* START RECORDS SHOWN *
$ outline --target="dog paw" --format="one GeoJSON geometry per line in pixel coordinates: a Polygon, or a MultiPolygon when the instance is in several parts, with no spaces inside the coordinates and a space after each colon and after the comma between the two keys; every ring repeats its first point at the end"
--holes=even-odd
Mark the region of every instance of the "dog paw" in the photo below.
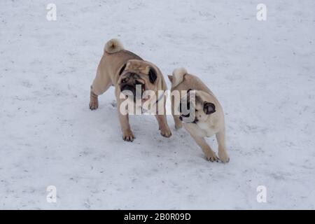
{"type": "Polygon", "coordinates": [[[171,130],[169,127],[161,129],[161,135],[165,138],[169,138],[172,135],[171,130]]]}
{"type": "Polygon", "coordinates": [[[124,132],[122,139],[127,141],[133,141],[134,139],[134,135],[131,130],[124,132]]]}
{"type": "Polygon", "coordinates": [[[93,111],[96,110],[99,107],[99,101],[98,100],[91,100],[90,102],[90,108],[93,111]]]}
{"type": "Polygon", "coordinates": [[[206,160],[210,162],[218,162],[219,158],[216,156],[214,152],[209,153],[206,155],[206,160]]]}
{"type": "Polygon", "coordinates": [[[223,163],[229,162],[230,158],[225,151],[224,151],[224,152],[219,151],[218,156],[219,156],[220,160],[221,160],[222,162],[223,162],[223,163]]]}
{"type": "Polygon", "coordinates": [[[178,130],[178,129],[181,129],[183,127],[183,124],[181,122],[175,124],[175,129],[178,130]]]}

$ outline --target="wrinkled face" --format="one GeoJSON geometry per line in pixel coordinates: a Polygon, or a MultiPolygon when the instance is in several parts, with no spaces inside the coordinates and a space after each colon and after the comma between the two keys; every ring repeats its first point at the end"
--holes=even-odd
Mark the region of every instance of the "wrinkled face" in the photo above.
{"type": "Polygon", "coordinates": [[[181,100],[179,119],[186,123],[197,124],[206,121],[211,113],[216,112],[216,106],[204,98],[197,91],[189,90],[187,95],[181,100]]]}
{"type": "Polygon", "coordinates": [[[142,99],[144,91],[156,91],[157,71],[143,61],[130,60],[120,69],[118,80],[120,92],[132,97],[134,102],[142,99]]]}

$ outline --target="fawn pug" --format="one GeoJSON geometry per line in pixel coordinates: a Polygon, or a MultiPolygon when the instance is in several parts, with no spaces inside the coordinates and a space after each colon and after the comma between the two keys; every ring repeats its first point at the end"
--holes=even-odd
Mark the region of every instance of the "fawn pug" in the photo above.
{"type": "MultiPolygon", "coordinates": [[[[127,92],[126,90],[131,92],[134,94],[133,99],[135,102],[136,85],[141,86],[141,94],[146,90],[154,91],[158,94],[159,90],[167,90],[165,80],[158,66],[142,59],[133,52],[125,50],[118,40],[111,39],[105,45],[104,55],[97,67],[96,77],[91,85],[90,102],[91,110],[98,108],[98,96],[105,92],[111,85],[115,86],[115,94],[122,139],[125,141],[132,141],[134,136],[130,128],[128,114],[122,114],[120,111],[120,104],[123,101],[120,97],[120,93],[124,94],[127,92]]],[[[163,136],[169,137],[172,133],[167,125],[165,113],[155,115],[155,118],[158,122],[160,134],[163,136]]]]}
{"type": "Polygon", "coordinates": [[[172,99],[176,129],[183,125],[208,160],[218,162],[220,159],[223,162],[228,162],[223,110],[214,93],[198,77],[183,68],[175,69],[169,78],[172,83],[171,92],[174,90],[181,92],[180,100],[176,102],[174,98],[172,99]],[[179,113],[176,113],[176,110],[179,113]],[[218,141],[218,158],[204,139],[214,134],[218,141]]]}

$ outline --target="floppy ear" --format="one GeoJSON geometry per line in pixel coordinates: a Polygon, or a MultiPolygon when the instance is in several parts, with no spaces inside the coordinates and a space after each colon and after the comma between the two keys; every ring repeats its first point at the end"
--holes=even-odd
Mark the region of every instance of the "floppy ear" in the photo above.
{"type": "Polygon", "coordinates": [[[149,78],[150,78],[150,82],[151,83],[154,83],[155,82],[156,79],[158,78],[158,76],[156,74],[155,70],[153,68],[150,68],[150,70],[148,72],[148,76],[149,76],[149,78]]]}
{"type": "Polygon", "coordinates": [[[204,112],[206,114],[211,114],[216,112],[216,106],[214,104],[205,102],[204,103],[204,112]]]}
{"type": "Polygon", "coordinates": [[[120,70],[119,71],[119,75],[120,76],[121,74],[122,73],[122,71],[124,71],[125,69],[126,68],[126,65],[127,64],[125,64],[120,69],[120,70]]]}
{"type": "Polygon", "coordinates": [[[167,77],[169,77],[169,80],[171,81],[171,83],[173,83],[173,76],[168,75],[167,77]]]}

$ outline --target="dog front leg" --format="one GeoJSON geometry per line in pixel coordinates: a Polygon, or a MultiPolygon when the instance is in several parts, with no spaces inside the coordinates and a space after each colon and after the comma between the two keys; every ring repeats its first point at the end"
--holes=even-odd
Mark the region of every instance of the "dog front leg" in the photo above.
{"type": "Polygon", "coordinates": [[[122,114],[120,113],[120,101],[117,98],[118,105],[117,106],[118,112],[119,122],[120,122],[121,130],[122,131],[122,139],[127,141],[132,141],[135,139],[134,134],[130,128],[129,124],[129,115],[128,113],[122,114]]]}
{"type": "Polygon", "coordinates": [[[216,140],[218,146],[218,156],[222,162],[228,162],[230,158],[225,150],[225,130],[220,131],[216,134],[216,140]]]}
{"type": "Polygon", "coordinates": [[[191,134],[191,136],[197,142],[198,146],[200,146],[200,148],[202,149],[203,152],[206,155],[206,158],[208,161],[218,162],[218,158],[216,156],[216,153],[214,153],[214,150],[210,147],[210,146],[208,145],[206,140],[204,140],[204,138],[198,136],[195,136],[193,134],[191,134]]]}
{"type": "Polygon", "coordinates": [[[155,118],[159,124],[159,129],[162,136],[169,138],[172,135],[171,130],[167,125],[166,115],[155,115],[155,118]]]}

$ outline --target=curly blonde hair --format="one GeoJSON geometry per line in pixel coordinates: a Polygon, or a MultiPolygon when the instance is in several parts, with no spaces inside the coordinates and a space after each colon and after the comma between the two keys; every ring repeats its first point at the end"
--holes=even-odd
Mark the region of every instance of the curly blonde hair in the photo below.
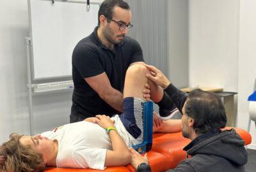
{"type": "Polygon", "coordinates": [[[10,140],[0,147],[0,169],[2,172],[43,171],[45,168],[42,155],[30,145],[19,142],[23,135],[12,133],[10,140]]]}

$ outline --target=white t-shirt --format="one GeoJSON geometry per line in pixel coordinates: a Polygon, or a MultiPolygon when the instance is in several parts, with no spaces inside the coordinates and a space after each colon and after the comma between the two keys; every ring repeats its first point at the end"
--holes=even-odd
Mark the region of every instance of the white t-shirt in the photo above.
{"type": "MultiPolygon", "coordinates": [[[[142,143],[141,139],[134,139],[127,131],[118,115],[111,119],[115,121],[115,126],[127,147],[142,143]]],[[[58,141],[58,168],[104,169],[106,150],[113,150],[105,129],[86,121],[66,124],[44,132],[42,136],[58,141]]]]}

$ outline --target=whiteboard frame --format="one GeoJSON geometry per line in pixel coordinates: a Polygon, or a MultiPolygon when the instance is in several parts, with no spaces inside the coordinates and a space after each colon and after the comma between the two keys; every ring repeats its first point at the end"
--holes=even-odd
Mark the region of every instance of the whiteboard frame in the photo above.
{"type": "MultiPolygon", "coordinates": [[[[33,81],[43,81],[45,80],[53,80],[53,79],[60,79],[60,78],[70,78],[72,77],[72,75],[66,75],[66,76],[52,76],[52,77],[45,77],[45,78],[35,78],[35,66],[34,66],[34,52],[33,52],[33,36],[32,36],[32,20],[31,20],[31,0],[28,0],[28,18],[29,18],[29,38],[30,38],[30,41],[29,41],[29,47],[30,47],[30,54],[29,54],[29,63],[30,63],[30,67],[29,67],[29,71],[31,72],[31,79],[33,81]]],[[[52,0],[38,0],[38,1],[50,1],[51,2],[52,0]]],[[[86,4],[86,2],[85,0],[54,0],[54,2],[62,2],[65,3],[81,3],[81,4],[86,4]]],[[[100,4],[104,0],[91,0],[90,1],[90,4],[100,4]]],[[[84,8],[84,11],[86,11],[86,8],[84,8]]],[[[96,25],[95,25],[96,26],[96,25]]],[[[28,66],[27,67],[28,68],[28,66]]]]}

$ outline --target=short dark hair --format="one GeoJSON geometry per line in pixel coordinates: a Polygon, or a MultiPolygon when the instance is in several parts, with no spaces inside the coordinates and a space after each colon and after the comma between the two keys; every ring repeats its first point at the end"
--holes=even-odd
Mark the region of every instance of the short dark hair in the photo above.
{"type": "Polygon", "coordinates": [[[108,22],[110,22],[110,20],[113,17],[113,10],[115,6],[119,6],[123,9],[129,10],[130,7],[129,4],[123,1],[122,0],[105,0],[100,6],[100,9],[98,12],[98,25],[100,25],[100,16],[104,15],[107,18],[108,22]]]}
{"type": "Polygon", "coordinates": [[[220,97],[211,92],[195,89],[189,93],[185,113],[195,119],[196,134],[217,131],[226,126],[227,117],[220,97]]]}

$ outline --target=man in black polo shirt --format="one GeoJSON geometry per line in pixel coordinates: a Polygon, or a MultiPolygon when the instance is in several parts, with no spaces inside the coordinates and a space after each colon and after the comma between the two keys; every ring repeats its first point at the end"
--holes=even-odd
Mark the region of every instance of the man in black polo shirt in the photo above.
{"type": "Polygon", "coordinates": [[[104,1],[99,10],[98,26],[76,46],[70,122],[123,112],[126,71],[131,65],[144,63],[140,44],[125,36],[132,27],[131,20],[126,3],[104,1]]]}

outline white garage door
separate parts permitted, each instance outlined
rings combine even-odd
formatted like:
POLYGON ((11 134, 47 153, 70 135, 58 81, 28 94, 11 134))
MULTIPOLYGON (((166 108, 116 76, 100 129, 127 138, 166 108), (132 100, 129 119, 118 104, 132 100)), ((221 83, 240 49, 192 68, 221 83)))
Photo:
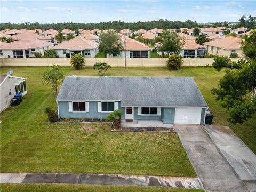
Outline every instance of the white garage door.
POLYGON ((176 108, 175 109, 174 123, 200 124, 201 108, 176 108))

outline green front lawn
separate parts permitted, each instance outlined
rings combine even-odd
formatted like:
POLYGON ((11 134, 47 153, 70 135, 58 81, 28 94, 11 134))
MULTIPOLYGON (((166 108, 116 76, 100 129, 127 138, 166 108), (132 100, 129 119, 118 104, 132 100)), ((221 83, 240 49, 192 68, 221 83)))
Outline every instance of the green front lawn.
POLYGON ((1 184, 0 190, 5 192, 203 192, 203 190, 185 189, 159 187, 118 186, 74 184, 1 184))

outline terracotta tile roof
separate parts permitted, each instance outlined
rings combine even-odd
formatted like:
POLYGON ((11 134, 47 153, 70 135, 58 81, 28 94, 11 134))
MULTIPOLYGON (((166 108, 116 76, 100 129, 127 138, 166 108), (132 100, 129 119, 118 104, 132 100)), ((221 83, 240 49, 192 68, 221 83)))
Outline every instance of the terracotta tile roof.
* END RECORDS SHOWN *
▶ **TASK OBJECTIVE**:
Can you reproduce the records starting at the line containing "outline green front lawn" and ending at the line containing "POLYGON ((1 184, 0", with every coordinate in the answers multiplied by 0.85 and rounded to a whole number, halves rounded up? Keep the requests and their format samples as they are, and return only those lines.

▶ **TASK SOLUTION**:
outline green front lawn
separate parts permitted, each instance outlined
rings combine even-odd
formatted like:
POLYGON ((11 134, 47 153, 70 135, 58 81, 28 94, 11 134))
MULTIPOLYGON (((166 108, 116 76, 100 129, 127 138, 166 108), (132 100, 129 119, 118 104, 132 100)), ((221 83, 240 49, 192 68, 221 83)))
Outline every instance of the green front lawn.
POLYGON ((1 156, 0 162, 4 163, 173 163, 173 162, 157 161, 135 159, 100 158, 63 156, 1 156))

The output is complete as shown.